> [THE TASK]:
Locate each line in the records containing "Format". Copy it.

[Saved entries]
┌────────
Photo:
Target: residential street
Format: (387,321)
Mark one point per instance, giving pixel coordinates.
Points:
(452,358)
└────────
┌────────
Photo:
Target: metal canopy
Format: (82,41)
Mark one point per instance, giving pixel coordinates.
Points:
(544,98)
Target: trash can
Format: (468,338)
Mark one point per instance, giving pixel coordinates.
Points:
└────────
> [SOLUTION]:
Format: (387,321)
Format: (82,41)
Format: (468,338)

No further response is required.